GOAL OF THE EXERCISE: Could you continue the email thread about Pulsar topic-level replication from the point where it stops?
====== EXTRACT TO READ ======
On Wed, Dec 6, 2023 at 7:57 PM Xiangying Meng <xiangy...@apache.org> wrote:

> Hi Girish,
>
> Thank you for your explanation. Because Joe's email referenced the current
> implementation of Pulsar, I misunderstood him to be saying that this
> current implementation is not good.
>
> A possible use case is where there is one or a small number of topics in
> the namespace that store important messages, which need to be replicated to
> other clusters. Meanwhile, other topics only need to store data in the
> local cluster.
>
> For example, only topic1 needs replication, while topic2 to topic100 do
> not. According to the current implementation, we need to set replication
> clusters at the namespace level (e.g. cluster1 and cluster2), and then set
> the topic-level replication clusters (cluster1) for topic2 to topic100 to
> exclude them. It's hard to say that this is a good design.
>
> Best regards.
>
> On Wed, Dec 6, 2023 at 12:49 PM Joe F <joefranc...@gmail.com> wrote:
>
>> Girish,
>>
>> Thank you for making my point much better than I did ..
>>
>> -Joe
>>
>> On Tue, Dec 5, 2023 at 1:45 AM Girish Sharma <scrapmachi...@gmail.com>
>> wrote:
>>
>> > Hello Xiangying,
>> >
>> > I believe what Joe here is referring to as "application design" is not
>> the
>> > design of pulsar or namespace level replication but the design of your
>> > application and the dependency that you've put on topic level
>> replication.
====== DATASET EXCERPT ======
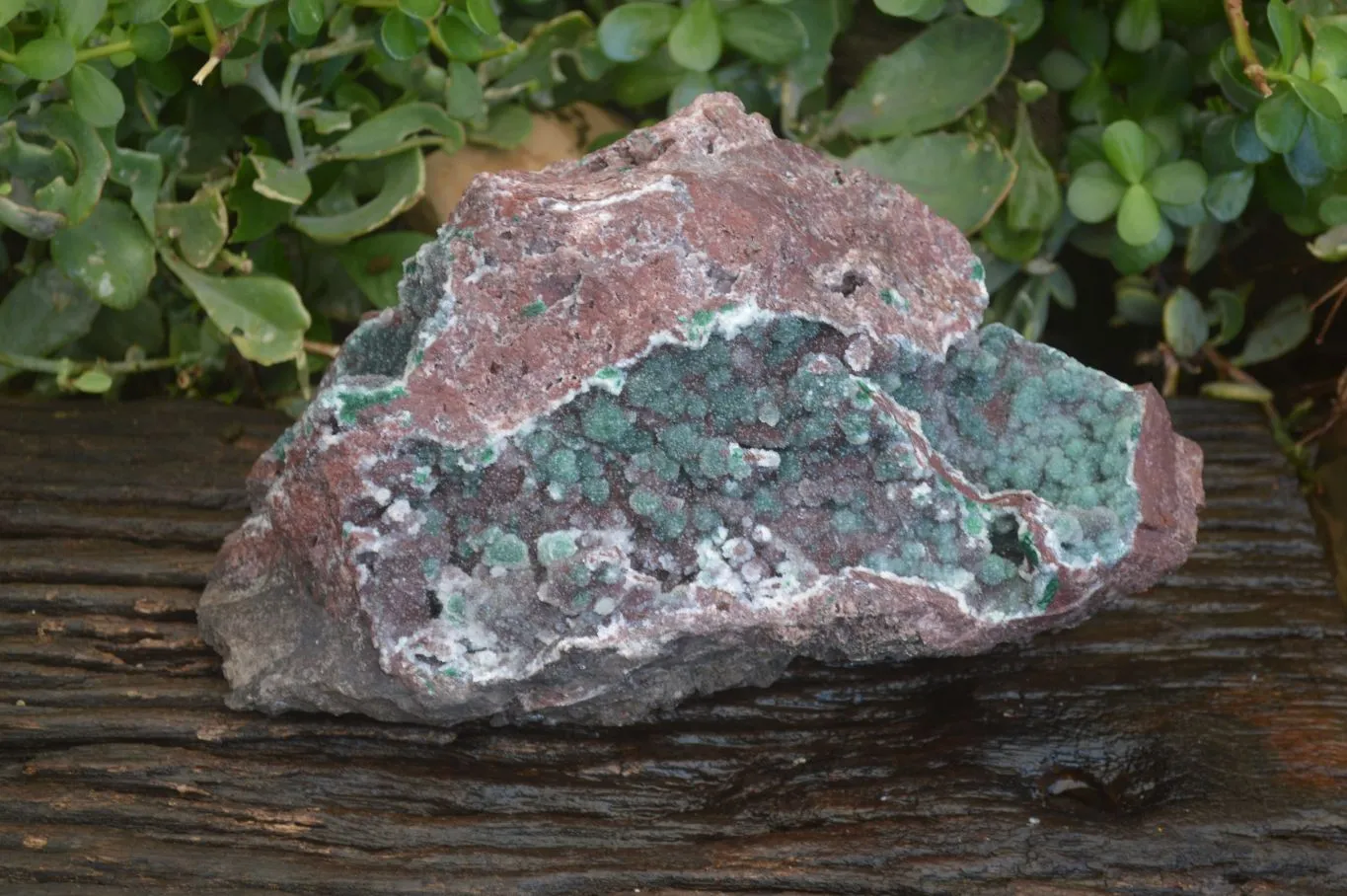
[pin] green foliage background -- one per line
(213, 188)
======
THE REPLY:
>> >
>> > In general, I am aligned with Joe from an application design
>> standpoint. A
>> > namespace is supposed to represent a single application use case, topic
>> > level override of replication clusters helps in cases where there are a
>> few
>> > exceptional topics which do not need replication in all of the namespace
>> > clusters. This helps in saving network bandwidth, storage, CPU, RAM etc
>> >
>> > But the reason why you've raised this PIP is to bring down the actual
>> > replication semantics at a topic level. Yes, namespace level still
>> exists
>> > as per your PIP as well, but is basically left only to be a "default in
>> > case topic level is missing".
>> > This brings me to a very basic question - What's the use case that you
>> are
>> > trying to solve that needs these changes? Because, then what's stopping
>> us
>> > from bringing every construct that's at a namespace level (bundling,
>> > hardware affinity, etc) down to a topic level?
>> >
>> > Regards
>> >
>> > On Tue, Dec 5, 2023 at 2:52 PM Xiangying Meng <xiangy...@apache.org>
>> > wrote:
>> >
>> > > Hi Joe,
>> > >
>> > > You're correct. The initial design of the replication policy leaves
>> room
>> > > for improvement. To address this, we aim to refine the cluster
>> settings
>> > at
>> > > the namespace level in a way that won't impact the existing system.
>> The
>> > > replication clusters should solely be used to establish full mesh
>> > > replication for that specific namespace, without having any other
>> > > definitions or functionalities.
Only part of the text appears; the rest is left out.